* **About this task**: Your answer must be an exact transcription of every record.

* **Extracted entries**:
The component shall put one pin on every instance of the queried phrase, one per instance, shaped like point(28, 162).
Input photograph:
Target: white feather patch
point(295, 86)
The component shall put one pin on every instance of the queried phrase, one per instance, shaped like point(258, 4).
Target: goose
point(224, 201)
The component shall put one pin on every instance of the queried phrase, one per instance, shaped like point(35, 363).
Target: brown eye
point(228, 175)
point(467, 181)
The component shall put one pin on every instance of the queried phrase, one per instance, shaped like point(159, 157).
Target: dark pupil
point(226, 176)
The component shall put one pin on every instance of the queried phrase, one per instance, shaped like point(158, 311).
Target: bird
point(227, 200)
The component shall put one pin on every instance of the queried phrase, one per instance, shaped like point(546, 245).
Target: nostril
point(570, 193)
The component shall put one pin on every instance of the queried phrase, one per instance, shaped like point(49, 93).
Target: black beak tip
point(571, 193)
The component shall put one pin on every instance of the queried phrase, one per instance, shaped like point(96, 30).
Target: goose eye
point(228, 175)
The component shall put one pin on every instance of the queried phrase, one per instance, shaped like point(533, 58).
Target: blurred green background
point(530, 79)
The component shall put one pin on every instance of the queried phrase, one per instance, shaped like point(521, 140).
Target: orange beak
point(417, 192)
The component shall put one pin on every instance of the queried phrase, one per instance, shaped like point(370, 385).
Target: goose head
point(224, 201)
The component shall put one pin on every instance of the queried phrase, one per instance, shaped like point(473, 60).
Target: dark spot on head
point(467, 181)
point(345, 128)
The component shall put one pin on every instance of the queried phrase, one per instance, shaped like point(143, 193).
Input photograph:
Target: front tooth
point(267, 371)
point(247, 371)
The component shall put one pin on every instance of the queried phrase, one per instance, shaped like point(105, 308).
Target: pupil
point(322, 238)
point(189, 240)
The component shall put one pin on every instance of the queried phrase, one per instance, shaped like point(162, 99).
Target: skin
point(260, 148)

* **Answer to this task**:
The component shall put one pin on every instance of the queried phrase, one per instance, shaped like point(28, 162).
Input photograph:
Target: white feather patch
point(295, 86)
The component shall put one pin on every instance of the queried phrase, one per instance, shaped like point(258, 4).
Target: goose
point(224, 201)
The component shall put one pin on every instance of the queried phrase, one per instance, shaped like point(35, 363).
Target: brown eye
point(228, 175)
point(467, 181)
The component shall put one pin on every instance of the queried phrase, one per instance, shaped like point(159, 157).
Target: dark pupil
point(226, 176)
The component shall put one pin on every instance of the queried phrase, one per instance, shaped like point(158, 311).
Target: bird
point(227, 200)
The component shall put one pin on every instance of the queried phrase, one per instance, shaped like point(546, 245).
Target: nostril
point(570, 193)
The component shall put one pin on every instance of the queried phrase, one per instance, shaped like point(49, 93).
Target: black beak tip
point(571, 193)
The component shall put one pin on every instance of the queried phrase, one per instance, shaped like point(96, 30).
Target: goose eye
point(228, 175)
The component shall put one pin on every instance of the queried phrase, one per instance, shaped like point(533, 58).
Target: blurred green background
point(530, 79)
The component shall put one pin on every instance of the queried phrase, one per instance, shaped like point(521, 140).
Target: orange beak
point(417, 192)
The component shall put one pin on every instance of the queried phrase, one per instance, shaped like point(370, 385).
Target: goose head
point(224, 201)
The component shall put one pin on every instance of the queried phrase, one per instance, shaped like point(473, 60).
Target: dark spot on head
point(467, 181)
point(345, 128)
The component shall put one pin on every instance of the queried phrase, one per instance, shaped like point(143, 193).
Input photograph:
Target: front tooth
point(267, 371)
point(247, 371)
The component shall put one pin on every instance of the queried phrase, one per instance, shaped like point(105, 308).
Target: pupil
point(322, 238)
point(189, 240)
The component shall put one pin on every instance of the queried phrase, one per instance, shaped like point(162, 99).
Target: skin
point(260, 148)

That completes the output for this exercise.